- Tasks to complete:
#1 In the text on computer aided styling, what is the final styling production model commonly known as?
#2 Write the next part of the text on computer aided styling and Class-A surfacing, starting after its final sentence.

- Document text:
-- Opening Marker --

Computer Aided Styling (CAS) is a digital design process primarily focused on creating visually appealing and detailed surfaces for design intent assessment. These surfaces are the ones that users can see and touch, making them crucial in product design, especially in industries like Automotive, Power-Sports, and Consumer Goods.

Computer Aided Styling (CAS) happens early in the product development stage, helping designers visualize and refine their ideas. It is therefore an iterative process happening before the final styling production model, commonly know as Class-A surfaces. At this stage, the focus is on blocking in the volume with enough fidelity so design contributors can react and make decisions.

While Autodesk Alias is still the most common software for industrial design shape development, new  approaches like polygonal modelling and sub-division surfacing have opened the doors to other tools like Blender, 3DS max, Maya, Modo, and Cinema 4D, which use to be more popular in the entertainment industry.

These approaches are gradually replacing the shape development that use to happen manually with Clay. Virtual Reality is also becoming increasingly popular for shape assessment, where needed corrections may be spotted earlier on and limit the cost of physical, hard modelled prototype iterations.

Although very fast, polygonal modelling don't interact well with NURBS based CAD softwares used by engineering. The process usually involves reconstruction of polygonal data in NURBS based CAD, so boolean operations may be performed with a solid part, i.e., for fastening feature integration.

Class-A surfacing refers to the creation of high-quality, production ready surfaces that are visible and touchable in a product. These surfaces are crucial in the aforementioned industries, where the visual and tactile quality of the product is paramount. Class-A surfacing involves a particular skillset which takes a lot of time to master. Ideally, it starts when the design maturity is close enough the final intent, and has been "frozen". 

Even if Class-A surfacing is more than often associated with Automotive exterior bodywork, there are other fields that use the same fundamentals. For instance Automotive interiors have lesser quality requirements than exterior, but do end up having more parts and interfaces, which is where the challenges lie. In addition to aesthetic requirements,  ergonomics and manufacturability are also part of the Class-A modeler's job.

-- Closing Marker --

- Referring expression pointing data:
-- Opening Marker --

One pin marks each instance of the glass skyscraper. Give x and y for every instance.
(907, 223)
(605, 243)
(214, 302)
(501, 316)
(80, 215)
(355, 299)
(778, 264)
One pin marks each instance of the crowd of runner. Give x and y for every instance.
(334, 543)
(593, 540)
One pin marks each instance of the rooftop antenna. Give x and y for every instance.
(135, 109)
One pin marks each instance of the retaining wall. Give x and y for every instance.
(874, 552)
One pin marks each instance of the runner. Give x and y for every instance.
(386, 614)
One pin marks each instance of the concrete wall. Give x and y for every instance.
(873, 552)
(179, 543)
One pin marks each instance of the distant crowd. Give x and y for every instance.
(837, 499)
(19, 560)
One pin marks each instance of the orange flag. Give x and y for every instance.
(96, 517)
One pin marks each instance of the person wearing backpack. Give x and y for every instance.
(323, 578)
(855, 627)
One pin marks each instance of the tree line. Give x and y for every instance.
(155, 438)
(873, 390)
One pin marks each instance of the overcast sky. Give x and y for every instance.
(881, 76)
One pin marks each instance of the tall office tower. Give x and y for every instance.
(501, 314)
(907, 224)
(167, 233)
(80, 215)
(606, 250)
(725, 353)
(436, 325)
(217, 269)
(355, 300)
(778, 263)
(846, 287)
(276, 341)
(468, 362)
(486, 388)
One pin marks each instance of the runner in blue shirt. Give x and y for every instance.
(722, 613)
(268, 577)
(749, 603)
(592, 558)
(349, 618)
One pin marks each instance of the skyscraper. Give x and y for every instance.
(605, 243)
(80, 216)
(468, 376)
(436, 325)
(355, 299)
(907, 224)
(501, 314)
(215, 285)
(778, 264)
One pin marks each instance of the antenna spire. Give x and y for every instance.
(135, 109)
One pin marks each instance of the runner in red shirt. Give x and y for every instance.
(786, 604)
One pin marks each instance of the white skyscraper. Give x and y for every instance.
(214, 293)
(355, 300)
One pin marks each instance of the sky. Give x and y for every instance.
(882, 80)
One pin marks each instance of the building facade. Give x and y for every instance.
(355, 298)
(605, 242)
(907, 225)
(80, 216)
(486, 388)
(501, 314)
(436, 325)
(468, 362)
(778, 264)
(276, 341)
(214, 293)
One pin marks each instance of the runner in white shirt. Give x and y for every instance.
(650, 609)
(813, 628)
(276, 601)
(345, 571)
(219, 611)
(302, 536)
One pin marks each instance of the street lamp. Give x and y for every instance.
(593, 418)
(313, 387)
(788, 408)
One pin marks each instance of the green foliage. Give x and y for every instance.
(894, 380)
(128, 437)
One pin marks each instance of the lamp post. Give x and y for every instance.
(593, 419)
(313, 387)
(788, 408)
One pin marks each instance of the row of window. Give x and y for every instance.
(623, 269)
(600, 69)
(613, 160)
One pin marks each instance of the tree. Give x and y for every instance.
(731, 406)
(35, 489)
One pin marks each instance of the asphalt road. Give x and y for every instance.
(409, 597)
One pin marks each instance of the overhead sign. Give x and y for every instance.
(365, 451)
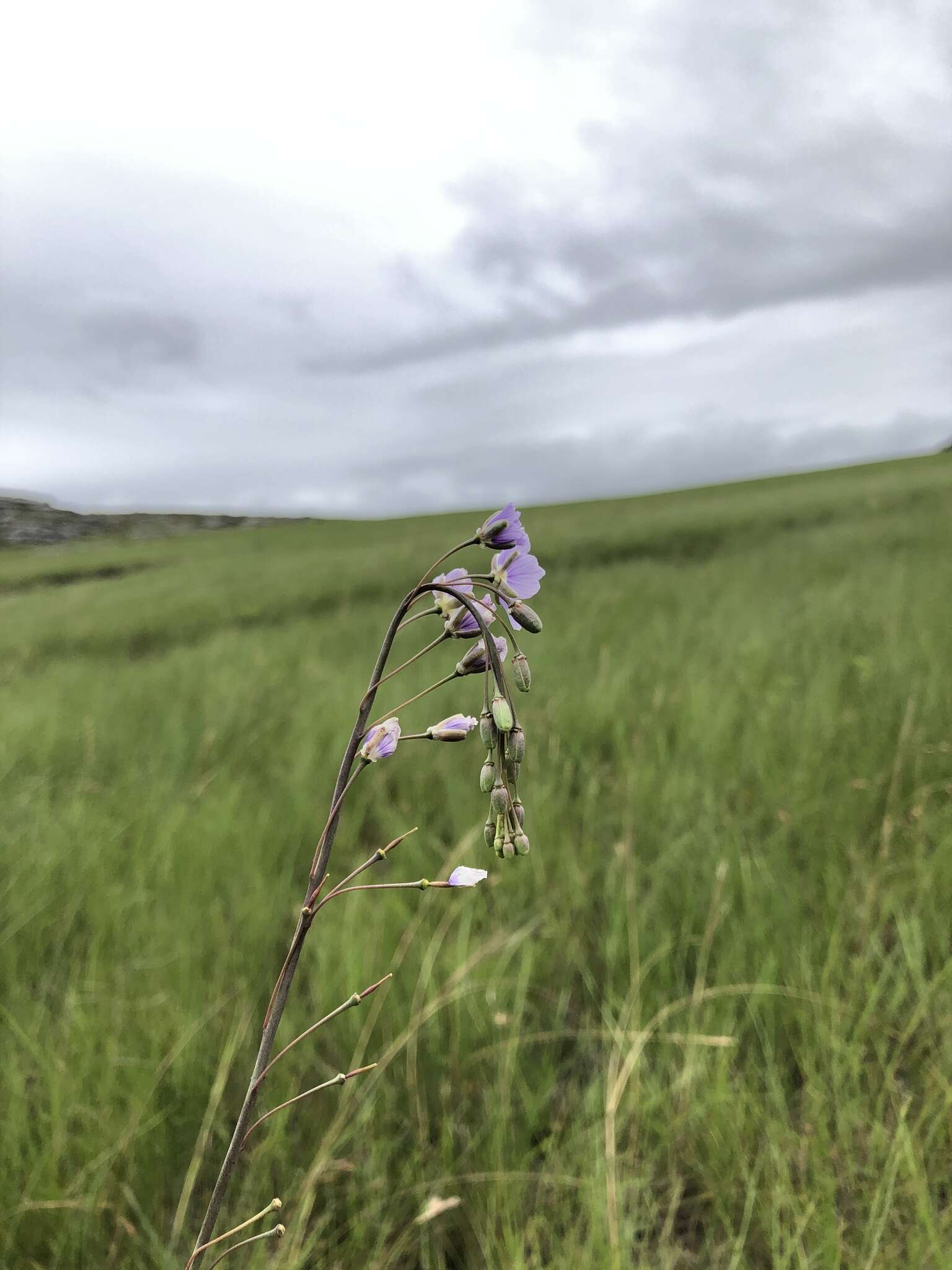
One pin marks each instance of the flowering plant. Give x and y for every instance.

-- Closing Marker --

- Task responses:
#1 Class-A surfaces.

#2
In Power-Sports and Consumer Goods, Curvature Continuity (G2) is usually considered an acceptable quality level for surfaces to be designated as Class-A. The same goes for Automotive Interiors. Depending on the manufacturer, it is common to find "Curvature Tangency" or "Curvature Flow" (G3) in automotive exterior bodywork. Analysis tools like Curvature Combs, Zebra Stripe (Isophotes), Diagnostic Shaders, and Curvature Maps all help Class-A modellers identify inadequacies and surface quality problems before the 3D model goes to Computer Aided Machining (CAM) for fabrication.

In my book, Class-A has everything to do with the surface layout, how you build it, and the quality of the data you pass along for manufacturing – This is software-agnostic. Things like working with simple, single span curves and planarizing them as they get tweaked with curvature combs, using low-degree primary surfaces built to theoretical intersections, and using isoparametric curves whenever possible to build secondary surfaces – so alignment follows the natural CV flow of the layout – are all part of my workflow. Tertiary surfaces is where the experience comes in. The transition and merging of multiple surfaces into one, while keeping proper continuity and reflections, are where things often become challenging. Experience also dictates judgement calls on where to spend the efforts, and where to let go, so quality v.s. time is balanced.

The most commonly used tools by industry professionals are Autodesk Alias and ICEM Surf, although some manufacturers use Siemens NX, and 3DS CATIA Freestyle / Icem Design Experience. Still, more accessible CAD packages like Rhino and newcomer Plasticity can produce very high quality surfaces if proper tools are used. These tools give control over the surfaces' internal topology (surface degree / number of control vertices and segmentation) allowing seamless data transfer to engineering, and facilitating things like shells / offsets required for the creation of a solid part.